What this task involves >> Turn the lines from the one containing "soldier in camouflage" through the one containing "53), (55, 54)]" into a Markdown table with the columns Row and Text, numbering each line in Row and leaving out any blank lines.

Record extracts >>

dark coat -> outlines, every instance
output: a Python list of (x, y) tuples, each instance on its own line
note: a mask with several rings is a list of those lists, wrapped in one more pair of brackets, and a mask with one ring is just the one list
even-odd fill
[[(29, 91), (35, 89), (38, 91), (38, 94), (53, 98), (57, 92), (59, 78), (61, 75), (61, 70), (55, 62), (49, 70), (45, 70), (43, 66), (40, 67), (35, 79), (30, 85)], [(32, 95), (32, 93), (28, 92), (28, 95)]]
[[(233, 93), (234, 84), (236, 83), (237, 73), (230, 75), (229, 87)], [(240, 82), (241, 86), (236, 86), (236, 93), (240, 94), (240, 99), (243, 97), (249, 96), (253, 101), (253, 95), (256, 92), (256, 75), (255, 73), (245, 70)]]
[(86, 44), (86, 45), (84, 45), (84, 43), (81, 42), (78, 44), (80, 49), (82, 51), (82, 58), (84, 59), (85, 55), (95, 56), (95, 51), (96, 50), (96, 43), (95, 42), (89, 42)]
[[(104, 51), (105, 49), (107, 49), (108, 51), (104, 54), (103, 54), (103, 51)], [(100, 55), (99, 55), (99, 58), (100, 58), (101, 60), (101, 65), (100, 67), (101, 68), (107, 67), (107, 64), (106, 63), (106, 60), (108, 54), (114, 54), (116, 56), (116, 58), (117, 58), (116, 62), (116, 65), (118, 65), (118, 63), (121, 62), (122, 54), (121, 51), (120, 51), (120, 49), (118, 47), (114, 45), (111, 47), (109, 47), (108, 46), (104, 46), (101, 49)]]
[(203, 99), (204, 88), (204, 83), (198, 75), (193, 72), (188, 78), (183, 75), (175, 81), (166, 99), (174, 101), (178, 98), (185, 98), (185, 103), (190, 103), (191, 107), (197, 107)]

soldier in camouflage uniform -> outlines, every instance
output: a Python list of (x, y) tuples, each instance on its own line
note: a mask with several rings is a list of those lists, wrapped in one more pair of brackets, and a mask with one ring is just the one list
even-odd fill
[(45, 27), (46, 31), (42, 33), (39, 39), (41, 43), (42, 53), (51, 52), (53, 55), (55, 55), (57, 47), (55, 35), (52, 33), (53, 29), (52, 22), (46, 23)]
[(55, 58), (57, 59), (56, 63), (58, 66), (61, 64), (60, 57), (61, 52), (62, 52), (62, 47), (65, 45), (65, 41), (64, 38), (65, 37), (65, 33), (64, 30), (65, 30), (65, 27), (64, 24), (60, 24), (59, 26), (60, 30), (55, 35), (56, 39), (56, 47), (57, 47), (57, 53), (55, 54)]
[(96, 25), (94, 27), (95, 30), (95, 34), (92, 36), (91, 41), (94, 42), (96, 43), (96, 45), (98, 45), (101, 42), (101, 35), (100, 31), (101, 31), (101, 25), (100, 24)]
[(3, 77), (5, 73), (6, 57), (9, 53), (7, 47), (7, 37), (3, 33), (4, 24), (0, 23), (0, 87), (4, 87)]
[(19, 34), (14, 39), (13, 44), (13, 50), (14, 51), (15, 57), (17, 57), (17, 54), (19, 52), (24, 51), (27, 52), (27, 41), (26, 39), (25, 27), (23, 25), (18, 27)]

Full response >>
| Row | Text |
|---|---|
| 1 | soldier in camouflage uniform -> outlines, every instance |
| 2 | output: a Python list of (x, y) tuples, each instance on its own line |
| 3 | note: a mask with several rings is a list of those lists, wrapped in one more pair of brackets, and a mask with one ring is just the one list |
| 4 | even-odd fill |
| 5 | [(45, 27), (46, 31), (42, 33), (39, 39), (41, 43), (42, 53), (51, 52), (53, 55), (55, 55), (57, 47), (55, 35), (52, 33), (53, 29), (52, 22), (46, 23)] |
| 6 | [(55, 58), (57, 59), (56, 63), (58, 66), (61, 64), (60, 57), (61, 52), (62, 52), (62, 47), (65, 45), (65, 41), (64, 38), (65, 37), (65, 33), (64, 30), (65, 30), (65, 27), (64, 24), (60, 24), (59, 26), (60, 30), (55, 35), (56, 39), (56, 47), (57, 47), (57, 53), (55, 54)] |